(Raw records)
********

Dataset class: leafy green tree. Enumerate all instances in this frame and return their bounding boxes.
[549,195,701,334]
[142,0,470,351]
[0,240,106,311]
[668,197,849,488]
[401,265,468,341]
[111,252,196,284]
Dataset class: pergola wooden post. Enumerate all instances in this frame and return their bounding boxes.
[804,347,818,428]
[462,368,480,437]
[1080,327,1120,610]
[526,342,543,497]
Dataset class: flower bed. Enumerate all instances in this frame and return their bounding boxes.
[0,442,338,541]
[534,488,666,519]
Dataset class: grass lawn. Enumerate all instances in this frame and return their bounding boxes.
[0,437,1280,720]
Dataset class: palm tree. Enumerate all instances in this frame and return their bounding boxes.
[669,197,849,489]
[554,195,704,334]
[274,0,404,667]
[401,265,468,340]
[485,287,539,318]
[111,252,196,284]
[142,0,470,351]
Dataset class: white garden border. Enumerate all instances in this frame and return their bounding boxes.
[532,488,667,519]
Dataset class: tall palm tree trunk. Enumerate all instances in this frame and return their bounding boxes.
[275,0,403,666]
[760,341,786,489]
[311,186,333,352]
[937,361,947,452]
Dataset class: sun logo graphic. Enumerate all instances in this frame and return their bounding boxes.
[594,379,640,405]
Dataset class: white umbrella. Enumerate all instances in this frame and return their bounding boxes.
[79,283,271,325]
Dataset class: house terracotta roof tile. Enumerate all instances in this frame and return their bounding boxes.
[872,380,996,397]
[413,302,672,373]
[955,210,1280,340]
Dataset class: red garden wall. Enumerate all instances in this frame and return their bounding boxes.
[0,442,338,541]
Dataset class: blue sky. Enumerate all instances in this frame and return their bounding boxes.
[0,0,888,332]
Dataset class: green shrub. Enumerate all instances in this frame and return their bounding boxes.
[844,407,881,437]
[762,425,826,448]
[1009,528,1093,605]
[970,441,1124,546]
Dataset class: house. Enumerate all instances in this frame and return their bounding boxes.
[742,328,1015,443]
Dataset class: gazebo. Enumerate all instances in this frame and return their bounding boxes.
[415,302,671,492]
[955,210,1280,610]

********

— Written exercise —
Reproduce the material above line for line, changing nothing.

— Full solution —
Dataset class: leafy green tree. Enumerate all instances in this frame and return their bounding boxes.
[549,195,701,334]
[142,0,470,351]
[0,240,106,311]
[668,197,849,488]
[401,265,468,341]
[111,252,196,284]
Dataset class: pergola wooden post. Enumerate all instances in this frame and return their bounding boxes.
[804,347,818,428]
[462,368,480,437]
[1080,327,1120,610]
[526,342,543,497]
Dataset class: flower bed. Enumerate all instances in this frame and return their bounding boxes.
[0,442,338,541]
[534,488,666,519]
Dataset class: grass lawn. Enumerate all instances in this frame and return their bounding boxes.
[0,437,1280,720]
Dataset class: palm tree. Enumerate all instances in this frame and return their bounding boxes.
[669,197,849,489]
[554,195,704,334]
[274,0,404,667]
[401,265,468,340]
[485,287,539,318]
[111,252,196,284]
[142,0,470,351]
Dataset class: white garden border. Enumerate all instances in this frame and return their bounding boxes.
[532,488,667,519]
Dataset class: tall palm tree trunk. Enumerate all instances in this frame and return their bounding boxes.
[275,0,403,666]
[760,341,786,489]
[311,186,333,352]
[937,361,947,452]
Dataset class: sun logo graphic. Enumerate all instances in this frame and return their bounding boxes.
[594,379,640,405]
Dataset class: white umbrella. Enumerate all instances in this frame and return their bounding boxes.
[79,283,271,325]
Dataset class: house terracotta roof tile. Enumerate all instances in this frame and return their bounding boxes.
[872,380,996,397]
[413,302,672,373]
[955,210,1280,340]
Dataset class: red garden wall. Enumerate all instances in this frame and return their bounding boxes.
[0,442,338,541]
Dataset class: blue sky. Enumerate all instances in this frame and return their bounding boxes.
[0,0,888,332]
Dataset class: green shrub. Enumerate all instances in this frame and return their bounding boxes.
[844,407,881,437]
[762,425,826,448]
[1009,528,1093,605]
[970,441,1124,546]
Dataset class: house. Enumerate all instances in this frame and return their bounding boxes.
[742,328,1015,443]
Dataset class: gazebo. Enumerate all instances in this frame and return their bounding boxes.
[415,302,671,492]
[955,210,1280,610]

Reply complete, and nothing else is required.